Sunday, May 28, 2017

Redemption in Christ – Eph. 1:7




Early in the twentieth century, theologian H. Reinhold Niebuhr accused so-called Christian liberals of preaching that a “God without wrath brought men without sin into a Kingdom without judgment through the ministrations of a Christ without a Cross.”  Though evangelicals today have not yet abandoned the cross, it seems to me that it has become commonplace to us and the work of Christ as a result is not really appreciated as it ought to be with us.  If this seems a bit overblown, ask yourself the following questions.  Do we really rejoice as the apostle Paul does in Ephesians 1:7 over the redemption that we have through the blood of Christ?  Does it thrill our hearts and does it affect our outlook on life and the way we process the difficulties of life?  More to the point: what is more pressing, the problems of this life or your relationship with God?

Your answer to the last question is the real test of whether you truly value the cross of or not.  Even though there is a lot of emphasis among evangelicals upon being “gospel-centered,” I wonder if we really understand what that means.  The focus on being gospel-centered today seems to be how we should use the gospel to solve everyday problems like marriage difficulties or traversing decision-making or how to face trials and stay happy.  Although I don’t deny that the gospel does speak to every aspect of our life, the main problem that the gospel solves has little to do with this life. 

Another way to put it is that we tend to focus upon the victory that Christ brings us: victory over addiction, victory over lust, victory over anger, victory over depression, and so on.  Again, I’m not saying that Christ does not give us victory over these problems.  He can and he does.  But if the main reason we stand before the cross of Christ is to get deliverance from the misery that sin has brought upon us through addiction or lust or whatever, then we have not come for the right reason.

### WRITTEN PROBLEM
Rewrite the part of the piece on redemption in Christ that opens with the words "Redemption in Christ" and closes with "relationship with God?", putting "ordinary" wherever "commonplace" appears. Rely on nothing but the piece on redemption in Christ above.

### EXTRACTED ENTRIES
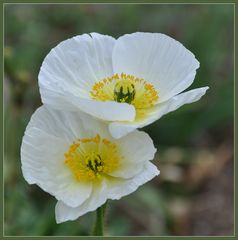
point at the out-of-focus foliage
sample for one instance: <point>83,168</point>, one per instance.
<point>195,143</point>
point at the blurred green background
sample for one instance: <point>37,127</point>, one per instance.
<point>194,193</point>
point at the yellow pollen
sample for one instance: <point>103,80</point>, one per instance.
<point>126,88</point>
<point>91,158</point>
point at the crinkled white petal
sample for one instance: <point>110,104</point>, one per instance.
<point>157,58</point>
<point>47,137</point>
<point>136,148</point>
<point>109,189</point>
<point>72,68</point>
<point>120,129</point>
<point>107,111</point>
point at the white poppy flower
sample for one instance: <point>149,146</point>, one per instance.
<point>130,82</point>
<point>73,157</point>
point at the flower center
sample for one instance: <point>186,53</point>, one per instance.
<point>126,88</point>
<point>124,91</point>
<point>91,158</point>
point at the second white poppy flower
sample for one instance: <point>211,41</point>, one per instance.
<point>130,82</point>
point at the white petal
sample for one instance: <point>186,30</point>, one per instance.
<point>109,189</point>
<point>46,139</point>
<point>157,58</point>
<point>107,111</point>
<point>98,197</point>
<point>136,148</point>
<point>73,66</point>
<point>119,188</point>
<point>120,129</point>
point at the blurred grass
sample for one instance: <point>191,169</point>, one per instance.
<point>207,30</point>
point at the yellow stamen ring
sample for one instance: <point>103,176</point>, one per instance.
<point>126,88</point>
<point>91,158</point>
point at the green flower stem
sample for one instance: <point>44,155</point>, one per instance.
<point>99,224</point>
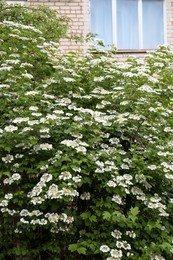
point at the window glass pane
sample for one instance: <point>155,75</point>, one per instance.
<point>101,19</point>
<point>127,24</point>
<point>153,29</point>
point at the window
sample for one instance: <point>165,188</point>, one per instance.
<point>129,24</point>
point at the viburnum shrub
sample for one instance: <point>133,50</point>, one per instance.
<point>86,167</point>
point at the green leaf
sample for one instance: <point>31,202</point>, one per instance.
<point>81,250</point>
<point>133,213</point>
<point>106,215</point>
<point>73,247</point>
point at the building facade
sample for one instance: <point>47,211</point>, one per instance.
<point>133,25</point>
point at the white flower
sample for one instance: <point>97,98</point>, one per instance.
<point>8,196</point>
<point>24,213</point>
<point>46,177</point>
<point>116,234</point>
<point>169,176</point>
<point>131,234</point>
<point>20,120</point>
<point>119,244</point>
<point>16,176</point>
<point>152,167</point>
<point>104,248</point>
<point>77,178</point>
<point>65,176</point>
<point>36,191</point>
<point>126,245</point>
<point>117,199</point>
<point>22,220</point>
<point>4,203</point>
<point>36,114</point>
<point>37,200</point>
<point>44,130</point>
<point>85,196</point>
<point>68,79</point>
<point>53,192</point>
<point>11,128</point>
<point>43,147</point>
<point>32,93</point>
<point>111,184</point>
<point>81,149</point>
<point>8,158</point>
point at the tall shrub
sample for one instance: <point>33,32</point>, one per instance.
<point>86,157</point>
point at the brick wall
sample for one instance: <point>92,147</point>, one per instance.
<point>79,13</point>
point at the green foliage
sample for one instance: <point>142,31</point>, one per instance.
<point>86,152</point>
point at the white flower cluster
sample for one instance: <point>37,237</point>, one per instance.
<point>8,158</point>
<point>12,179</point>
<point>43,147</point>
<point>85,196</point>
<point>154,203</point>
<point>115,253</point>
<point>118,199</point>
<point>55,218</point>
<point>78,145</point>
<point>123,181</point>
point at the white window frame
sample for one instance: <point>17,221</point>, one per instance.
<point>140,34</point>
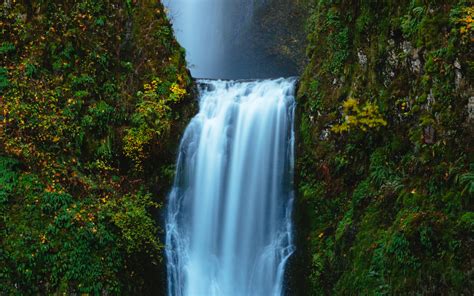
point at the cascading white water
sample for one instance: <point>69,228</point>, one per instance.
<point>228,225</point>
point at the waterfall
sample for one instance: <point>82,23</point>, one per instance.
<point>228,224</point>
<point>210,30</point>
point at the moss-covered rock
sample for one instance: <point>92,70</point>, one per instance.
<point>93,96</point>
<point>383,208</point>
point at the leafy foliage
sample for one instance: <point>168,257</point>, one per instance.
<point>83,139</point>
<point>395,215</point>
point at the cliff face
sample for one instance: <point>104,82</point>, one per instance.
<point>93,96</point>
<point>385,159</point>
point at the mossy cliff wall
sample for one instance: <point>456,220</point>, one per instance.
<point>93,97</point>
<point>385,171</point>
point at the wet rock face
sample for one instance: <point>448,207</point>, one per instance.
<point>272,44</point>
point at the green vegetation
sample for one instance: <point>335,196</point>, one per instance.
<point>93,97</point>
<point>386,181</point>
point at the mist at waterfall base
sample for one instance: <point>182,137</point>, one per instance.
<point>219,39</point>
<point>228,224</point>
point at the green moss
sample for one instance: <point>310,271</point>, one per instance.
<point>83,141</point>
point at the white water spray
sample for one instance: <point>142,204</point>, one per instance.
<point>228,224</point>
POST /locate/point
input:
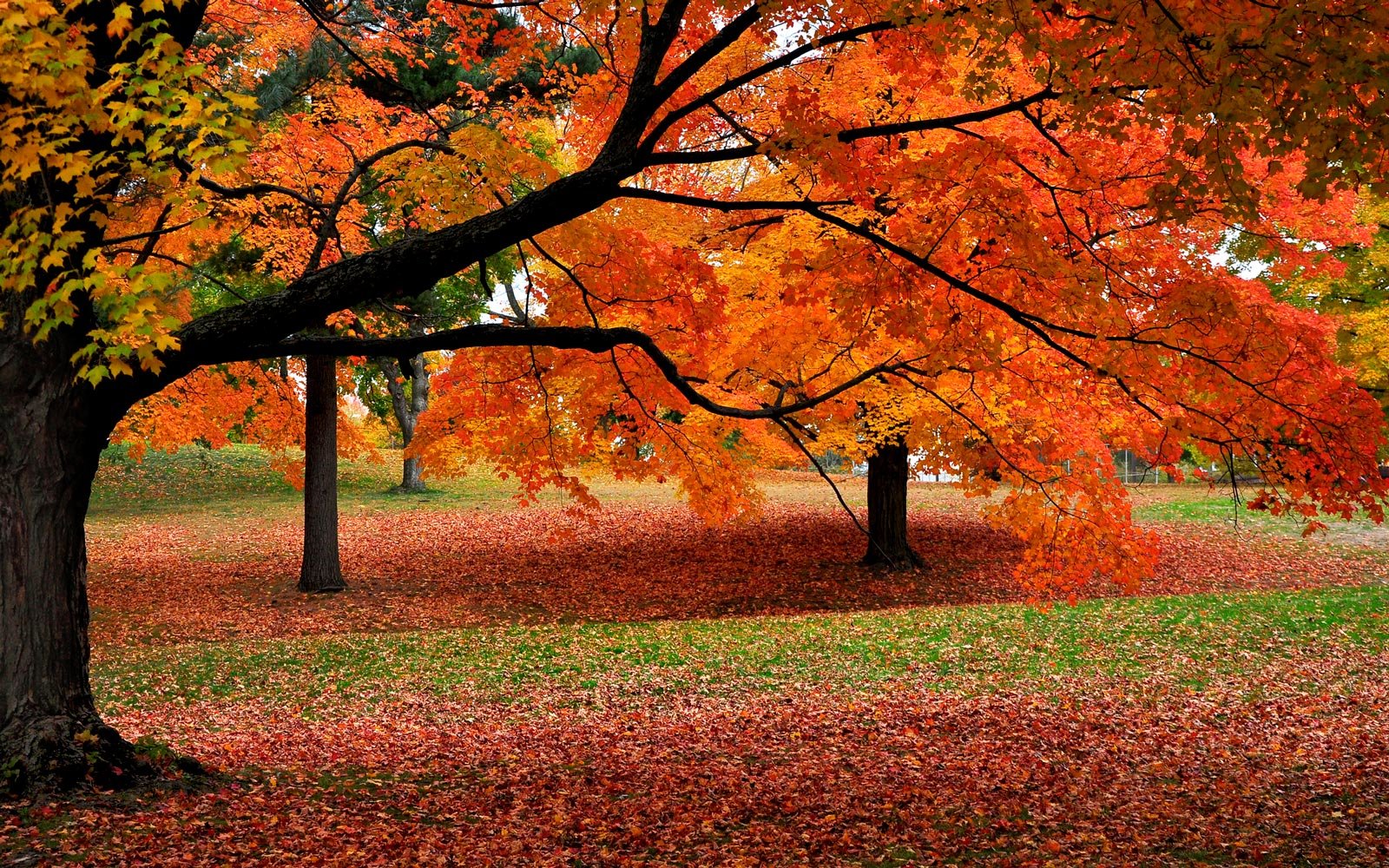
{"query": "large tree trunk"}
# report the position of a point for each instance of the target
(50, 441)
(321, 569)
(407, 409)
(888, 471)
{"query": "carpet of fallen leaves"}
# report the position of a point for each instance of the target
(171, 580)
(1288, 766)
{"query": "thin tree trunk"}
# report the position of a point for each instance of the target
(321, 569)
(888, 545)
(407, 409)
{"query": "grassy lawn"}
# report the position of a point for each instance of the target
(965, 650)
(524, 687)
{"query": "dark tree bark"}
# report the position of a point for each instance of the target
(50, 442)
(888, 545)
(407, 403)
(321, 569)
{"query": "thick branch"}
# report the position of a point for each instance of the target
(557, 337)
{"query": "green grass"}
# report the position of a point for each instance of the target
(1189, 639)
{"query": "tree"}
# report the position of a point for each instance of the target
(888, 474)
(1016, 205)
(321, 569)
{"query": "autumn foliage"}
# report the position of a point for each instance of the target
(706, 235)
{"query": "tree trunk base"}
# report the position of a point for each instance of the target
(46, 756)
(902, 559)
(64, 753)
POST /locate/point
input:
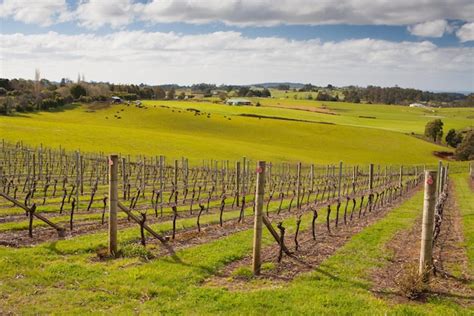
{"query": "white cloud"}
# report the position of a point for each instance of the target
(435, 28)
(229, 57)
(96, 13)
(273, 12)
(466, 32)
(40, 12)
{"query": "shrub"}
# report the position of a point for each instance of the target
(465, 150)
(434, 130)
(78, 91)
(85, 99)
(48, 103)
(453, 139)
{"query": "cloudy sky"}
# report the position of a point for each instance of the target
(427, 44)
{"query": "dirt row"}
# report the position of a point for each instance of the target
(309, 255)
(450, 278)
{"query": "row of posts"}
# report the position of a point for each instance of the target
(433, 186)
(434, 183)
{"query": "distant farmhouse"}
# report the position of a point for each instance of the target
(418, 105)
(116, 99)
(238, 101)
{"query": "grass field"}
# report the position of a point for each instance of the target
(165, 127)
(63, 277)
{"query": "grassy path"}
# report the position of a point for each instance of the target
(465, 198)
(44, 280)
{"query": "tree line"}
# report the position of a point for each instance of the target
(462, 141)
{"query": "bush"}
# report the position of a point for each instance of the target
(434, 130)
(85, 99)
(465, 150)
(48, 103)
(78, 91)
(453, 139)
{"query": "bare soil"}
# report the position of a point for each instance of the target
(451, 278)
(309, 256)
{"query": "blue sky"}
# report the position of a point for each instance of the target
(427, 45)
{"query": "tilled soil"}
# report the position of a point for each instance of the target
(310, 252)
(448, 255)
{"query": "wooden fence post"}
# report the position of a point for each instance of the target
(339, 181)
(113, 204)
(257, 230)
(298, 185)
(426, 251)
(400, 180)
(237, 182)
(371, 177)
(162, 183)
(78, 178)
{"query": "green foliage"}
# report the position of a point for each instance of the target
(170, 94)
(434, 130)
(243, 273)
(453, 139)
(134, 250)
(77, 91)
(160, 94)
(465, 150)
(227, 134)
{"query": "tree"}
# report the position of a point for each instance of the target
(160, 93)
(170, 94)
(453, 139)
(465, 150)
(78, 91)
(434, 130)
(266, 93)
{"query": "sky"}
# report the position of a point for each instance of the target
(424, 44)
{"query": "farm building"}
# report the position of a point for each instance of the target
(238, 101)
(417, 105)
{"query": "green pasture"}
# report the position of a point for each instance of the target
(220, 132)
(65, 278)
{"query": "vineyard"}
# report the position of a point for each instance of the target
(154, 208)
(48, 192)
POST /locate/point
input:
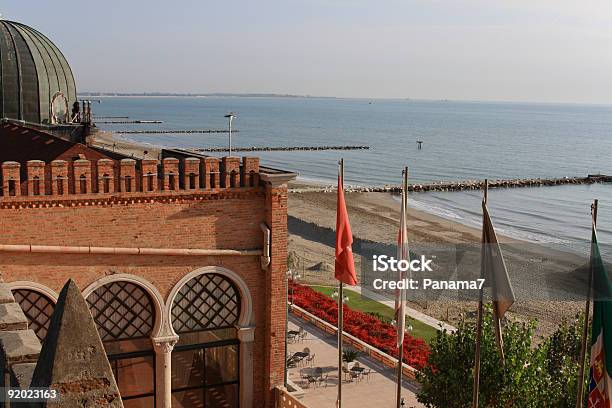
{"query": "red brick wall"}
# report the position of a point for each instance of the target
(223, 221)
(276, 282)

### SOLUTION TO THE EXERCISE
Redemption in Christ – Eph. 1:7




Early in the twentieth century, theologian H. Reinhold Niebuhr accused so-called Christian liberals of preaching that a “God without wrath brought men without sin into a Kingdom without judgment through the ministrations of a Christ without a Cross.”  Though evangelicals today have not yet abandoned the cross, it seems to me that it has become ordinary to us and the work of Christ as a result is not really appreciated as it ought to be with us.  If this seems a bit overblown, ask yourself the following questions.  Do we really rejoice as the apostle Paul does in Ephesians 1:7 over the redemption that we have through the blood of Christ?  Does it thrill our hearts and does it affect our outlook on life and the way we process the difficulties of life?  More to the point: what is more pressing, the problems of this life or your relationship with God?